[BEGIN]

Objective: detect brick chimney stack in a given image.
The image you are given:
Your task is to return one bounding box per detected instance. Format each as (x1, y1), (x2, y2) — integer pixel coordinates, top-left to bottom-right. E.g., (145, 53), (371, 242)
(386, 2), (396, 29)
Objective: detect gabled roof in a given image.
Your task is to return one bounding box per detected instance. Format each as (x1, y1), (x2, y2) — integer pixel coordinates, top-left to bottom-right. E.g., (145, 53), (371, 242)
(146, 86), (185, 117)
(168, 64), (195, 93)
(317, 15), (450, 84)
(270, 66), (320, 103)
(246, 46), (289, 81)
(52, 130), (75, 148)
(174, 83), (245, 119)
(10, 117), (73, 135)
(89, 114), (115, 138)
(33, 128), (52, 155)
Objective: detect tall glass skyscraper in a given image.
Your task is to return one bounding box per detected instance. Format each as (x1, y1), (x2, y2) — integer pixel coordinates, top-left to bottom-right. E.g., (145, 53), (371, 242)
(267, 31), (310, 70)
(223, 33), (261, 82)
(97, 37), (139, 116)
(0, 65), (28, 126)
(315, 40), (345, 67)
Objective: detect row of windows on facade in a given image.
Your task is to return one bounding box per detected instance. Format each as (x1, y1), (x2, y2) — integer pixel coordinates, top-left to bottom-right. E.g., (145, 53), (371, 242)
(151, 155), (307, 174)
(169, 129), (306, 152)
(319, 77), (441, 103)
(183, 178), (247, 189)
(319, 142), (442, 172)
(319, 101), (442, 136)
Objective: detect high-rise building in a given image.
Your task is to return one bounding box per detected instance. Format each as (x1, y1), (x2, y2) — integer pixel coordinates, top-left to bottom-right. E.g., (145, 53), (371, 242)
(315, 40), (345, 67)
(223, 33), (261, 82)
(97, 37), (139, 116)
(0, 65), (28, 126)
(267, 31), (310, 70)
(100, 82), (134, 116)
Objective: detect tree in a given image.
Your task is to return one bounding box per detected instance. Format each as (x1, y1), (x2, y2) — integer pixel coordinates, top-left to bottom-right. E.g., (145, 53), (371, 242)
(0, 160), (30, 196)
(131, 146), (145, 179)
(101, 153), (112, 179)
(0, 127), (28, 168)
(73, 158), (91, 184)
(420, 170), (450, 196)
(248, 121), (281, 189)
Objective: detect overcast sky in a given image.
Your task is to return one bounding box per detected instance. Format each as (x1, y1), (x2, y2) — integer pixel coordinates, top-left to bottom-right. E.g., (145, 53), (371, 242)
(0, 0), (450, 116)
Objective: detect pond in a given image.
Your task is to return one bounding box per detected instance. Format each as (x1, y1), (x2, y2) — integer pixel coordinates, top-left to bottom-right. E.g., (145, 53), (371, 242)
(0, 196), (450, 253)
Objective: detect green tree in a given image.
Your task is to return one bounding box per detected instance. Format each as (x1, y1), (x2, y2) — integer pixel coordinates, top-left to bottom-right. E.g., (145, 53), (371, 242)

[END]

__Short task__
Reproduce every line of the listing above verbatim and in its original order.

__Finished answer__
Objective: detect brick chimney stack in a given image.
The image you are given:
Your task is to return one bounding box per detected instance. Format each as (x1, y1), (x2, y2) — integer pixel coordinates, top-left to bottom-right. E.g., (145, 53), (371, 242)
(386, 2), (396, 29)
Objective: detect gabled roof in a given image.
Your task is to return one bounding box per detected instance. Format each as (x1, y1), (x2, y2) — integer pixel coordinates, top-left to bottom-right. E.g., (145, 53), (371, 242)
(146, 86), (185, 117)
(168, 64), (195, 93)
(317, 15), (450, 84)
(270, 66), (320, 103)
(246, 46), (289, 81)
(52, 130), (75, 148)
(174, 83), (245, 119)
(10, 117), (73, 135)
(89, 114), (115, 138)
(33, 128), (52, 155)
Objective: detect tall glass skyscraper in a given image.
Your task is to return one bounding box per detected instance. Format each as (x1, y1), (x2, y2) — integer pixel coordinates, top-left to bottom-right. E.g., (145, 53), (371, 242)
(267, 31), (310, 70)
(223, 33), (261, 82)
(97, 37), (139, 116)
(0, 65), (28, 126)
(315, 40), (345, 67)
Objective: detect row of windows on facade in a given image.
Your task is to return one bounding box per detected instance. Format each as (x1, y1), (x2, y2) — integer pixel coordinates, top-left to bottom-right. E.g., (145, 53), (371, 242)
(151, 155), (307, 174)
(169, 129), (306, 152)
(319, 77), (441, 103)
(183, 178), (247, 189)
(319, 142), (442, 172)
(319, 101), (442, 136)
Objective: detect high-rise building in a given image.
Your task is to return one bounding box per detected instance. Format each as (x1, y1), (x2, y2) — integer pixel coordinates, top-left to bottom-right. E.g., (145, 53), (371, 242)
(315, 40), (345, 67)
(223, 33), (261, 82)
(97, 37), (139, 116)
(0, 65), (28, 126)
(267, 31), (310, 70)
(100, 82), (134, 116)
Objective: detect tree in a given image.
Your task is to return one bounding box per detected instance. Format each as (x1, y1), (x2, y2) — integer pixel coordinates, top-left to bottom-right. E.g., (145, 53), (371, 242)
(0, 160), (30, 196)
(131, 146), (145, 179)
(101, 153), (112, 179)
(0, 127), (28, 168)
(73, 158), (91, 184)
(420, 170), (450, 196)
(248, 121), (281, 189)
Objective: detect overcast sky in a given image.
Your task is to return one bounding box per detected instance. Format each as (x1, y1), (x2, y2) — integer pixel coordinates, top-left to bottom-right. E.g., (145, 53), (371, 242)
(0, 0), (450, 116)
Objective: detect pond in a given image.
Your task is to return one bounding box per detected instance. Format each as (x1, y1), (x2, y2) — integer pixel coordinates, top-left to bottom-right. E.g., (145, 53), (371, 242)
(0, 196), (450, 253)
Objective: detect green tree in a given image.
Your task is to return one bounding box per detected instance. Format each as (x1, y1), (x2, y2) — integer pixel coordinates, top-left to bottom-right. E.g., (145, 53), (371, 242)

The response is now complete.